Source data
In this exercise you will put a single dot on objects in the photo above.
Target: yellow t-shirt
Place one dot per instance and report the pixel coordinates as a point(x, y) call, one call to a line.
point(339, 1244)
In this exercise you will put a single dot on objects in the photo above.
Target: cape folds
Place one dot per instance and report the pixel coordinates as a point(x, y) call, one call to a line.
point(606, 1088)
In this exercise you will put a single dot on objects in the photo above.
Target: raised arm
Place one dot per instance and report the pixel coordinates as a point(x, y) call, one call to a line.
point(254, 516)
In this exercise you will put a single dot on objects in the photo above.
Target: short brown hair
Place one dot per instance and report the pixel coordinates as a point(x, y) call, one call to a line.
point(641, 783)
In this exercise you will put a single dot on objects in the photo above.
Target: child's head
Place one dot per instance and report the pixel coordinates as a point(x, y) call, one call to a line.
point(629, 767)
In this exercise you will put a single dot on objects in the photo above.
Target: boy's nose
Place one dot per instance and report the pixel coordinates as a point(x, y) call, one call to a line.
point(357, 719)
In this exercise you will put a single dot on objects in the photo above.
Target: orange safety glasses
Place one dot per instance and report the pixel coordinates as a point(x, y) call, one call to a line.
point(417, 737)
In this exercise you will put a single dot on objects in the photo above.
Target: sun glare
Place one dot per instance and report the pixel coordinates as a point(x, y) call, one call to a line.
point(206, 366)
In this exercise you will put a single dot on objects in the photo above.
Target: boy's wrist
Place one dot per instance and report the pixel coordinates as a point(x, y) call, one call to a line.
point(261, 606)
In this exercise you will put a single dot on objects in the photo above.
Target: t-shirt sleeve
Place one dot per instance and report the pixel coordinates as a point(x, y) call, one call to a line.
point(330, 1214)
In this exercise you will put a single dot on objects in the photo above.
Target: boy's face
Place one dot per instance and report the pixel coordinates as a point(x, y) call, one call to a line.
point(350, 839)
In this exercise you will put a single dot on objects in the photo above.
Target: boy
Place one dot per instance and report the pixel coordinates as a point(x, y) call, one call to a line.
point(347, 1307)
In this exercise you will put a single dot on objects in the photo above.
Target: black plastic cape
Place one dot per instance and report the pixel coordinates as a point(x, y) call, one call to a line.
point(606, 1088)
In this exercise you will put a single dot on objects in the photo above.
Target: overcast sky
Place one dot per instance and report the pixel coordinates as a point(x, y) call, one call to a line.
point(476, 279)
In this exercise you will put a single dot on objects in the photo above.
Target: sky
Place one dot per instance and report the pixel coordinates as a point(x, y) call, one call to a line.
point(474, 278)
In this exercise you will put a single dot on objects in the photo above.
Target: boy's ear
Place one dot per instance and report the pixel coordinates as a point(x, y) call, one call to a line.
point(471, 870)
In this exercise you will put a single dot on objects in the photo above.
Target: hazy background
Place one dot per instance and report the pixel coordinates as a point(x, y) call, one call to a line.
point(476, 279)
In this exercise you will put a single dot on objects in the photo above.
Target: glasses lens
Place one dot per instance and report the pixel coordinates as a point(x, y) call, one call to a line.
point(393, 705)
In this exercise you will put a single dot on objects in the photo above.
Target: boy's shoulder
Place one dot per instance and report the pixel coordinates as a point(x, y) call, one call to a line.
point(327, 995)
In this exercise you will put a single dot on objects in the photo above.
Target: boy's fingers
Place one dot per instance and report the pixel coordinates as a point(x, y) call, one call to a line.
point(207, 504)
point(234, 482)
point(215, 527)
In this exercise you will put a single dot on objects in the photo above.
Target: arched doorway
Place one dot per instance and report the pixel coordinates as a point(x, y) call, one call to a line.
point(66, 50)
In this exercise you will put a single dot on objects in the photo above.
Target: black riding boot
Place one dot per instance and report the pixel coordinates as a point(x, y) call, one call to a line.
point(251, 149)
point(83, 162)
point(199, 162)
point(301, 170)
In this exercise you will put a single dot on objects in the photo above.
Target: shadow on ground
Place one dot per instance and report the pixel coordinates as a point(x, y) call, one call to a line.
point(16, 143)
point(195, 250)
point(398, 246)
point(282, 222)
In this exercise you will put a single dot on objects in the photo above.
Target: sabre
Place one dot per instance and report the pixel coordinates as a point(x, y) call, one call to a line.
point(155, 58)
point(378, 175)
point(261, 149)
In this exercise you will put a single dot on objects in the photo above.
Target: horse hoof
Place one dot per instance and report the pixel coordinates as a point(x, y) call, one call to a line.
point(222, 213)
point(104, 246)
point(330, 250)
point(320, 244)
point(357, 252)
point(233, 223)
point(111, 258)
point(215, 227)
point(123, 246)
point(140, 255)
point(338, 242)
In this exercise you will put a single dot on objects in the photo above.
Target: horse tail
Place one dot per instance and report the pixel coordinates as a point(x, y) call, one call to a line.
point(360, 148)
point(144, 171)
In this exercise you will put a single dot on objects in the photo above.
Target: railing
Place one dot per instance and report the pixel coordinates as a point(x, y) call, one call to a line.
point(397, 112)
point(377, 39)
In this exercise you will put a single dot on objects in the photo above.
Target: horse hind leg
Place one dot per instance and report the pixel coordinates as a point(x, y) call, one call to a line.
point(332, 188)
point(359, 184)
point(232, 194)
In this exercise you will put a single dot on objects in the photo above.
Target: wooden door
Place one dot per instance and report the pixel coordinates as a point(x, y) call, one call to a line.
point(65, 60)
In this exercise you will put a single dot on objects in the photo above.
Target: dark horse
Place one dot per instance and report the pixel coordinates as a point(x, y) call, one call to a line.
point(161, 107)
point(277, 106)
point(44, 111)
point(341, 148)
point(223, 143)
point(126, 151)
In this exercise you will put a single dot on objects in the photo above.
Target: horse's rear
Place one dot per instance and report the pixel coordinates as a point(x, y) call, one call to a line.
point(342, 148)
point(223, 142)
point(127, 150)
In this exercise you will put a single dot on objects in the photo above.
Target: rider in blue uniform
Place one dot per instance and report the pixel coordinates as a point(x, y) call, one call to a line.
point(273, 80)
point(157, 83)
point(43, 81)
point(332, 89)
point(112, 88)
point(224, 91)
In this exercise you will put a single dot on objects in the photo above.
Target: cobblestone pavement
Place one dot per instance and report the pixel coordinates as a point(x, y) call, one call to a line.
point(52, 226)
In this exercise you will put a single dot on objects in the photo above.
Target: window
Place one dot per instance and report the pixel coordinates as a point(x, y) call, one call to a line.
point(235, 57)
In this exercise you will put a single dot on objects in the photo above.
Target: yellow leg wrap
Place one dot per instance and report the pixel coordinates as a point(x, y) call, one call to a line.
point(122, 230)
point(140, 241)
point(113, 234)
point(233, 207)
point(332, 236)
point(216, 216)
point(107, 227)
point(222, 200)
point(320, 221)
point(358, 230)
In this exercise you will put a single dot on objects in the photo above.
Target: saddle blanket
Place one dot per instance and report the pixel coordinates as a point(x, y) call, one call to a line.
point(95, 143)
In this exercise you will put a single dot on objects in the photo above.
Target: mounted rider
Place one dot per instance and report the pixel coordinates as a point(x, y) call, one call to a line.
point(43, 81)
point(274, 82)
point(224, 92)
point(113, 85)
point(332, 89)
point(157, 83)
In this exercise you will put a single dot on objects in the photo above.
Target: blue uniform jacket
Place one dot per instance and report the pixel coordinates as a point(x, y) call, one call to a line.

* What you need to do
Above are the records; copy exactly the lines from the line with "Target: boy's fingers" through the line with "Target: railing", both included.

* Task response
Target: boy's fingers
Place one dot per instance and report the pixel coordinates as a point(x, y) call, one call to a line.
point(207, 504)
point(234, 482)
point(215, 527)
In this exercise you will put a single dot on objects in the photo above.
Target: arched doorway
Place one dot per instance and report the pixel coordinates as a point(x, y) call, one call to a line.
point(66, 50)
In this exercise you will put a single dot on objects in the photo above.
Target: black riding boot
Place one dot per instance and report the pixel coordinates as a point(x, y) call, one call to a line.
point(251, 149)
point(83, 162)
point(199, 162)
point(301, 170)
In this exercise you will put a single dot on objects in the photo above.
Target: shadow on ground
Place one dot per instance and report the pixel coordinates as a point(x, y) call, one call to a line.
point(16, 143)
point(195, 250)
point(398, 246)
point(282, 222)
In this exercise you will put a single dot on objects in the photo above.
Target: sabre
Place one dot per instance and report the pixel coordinates as a point(x, y) call, one call to a line.
point(155, 58)
point(378, 175)
point(261, 149)
In this exercise you will put a single dot on objects in the photo above.
Target: horse hoof
Place one dot per instance and report the pixel coordinates as a point(x, y) call, one call to a line.
point(222, 213)
point(104, 246)
point(330, 250)
point(320, 244)
point(357, 252)
point(233, 223)
point(111, 258)
point(215, 227)
point(123, 246)
point(140, 255)
point(338, 242)
In this exercise you will put a single dot on objects in the photo above.
Target: horse tail
Place one dot per instance and report the pixel coordinates as a point(x, y) call, one call to a line.
point(360, 148)
point(144, 171)
In this exercise you will put a single dot on objects in the photo above.
Target: railing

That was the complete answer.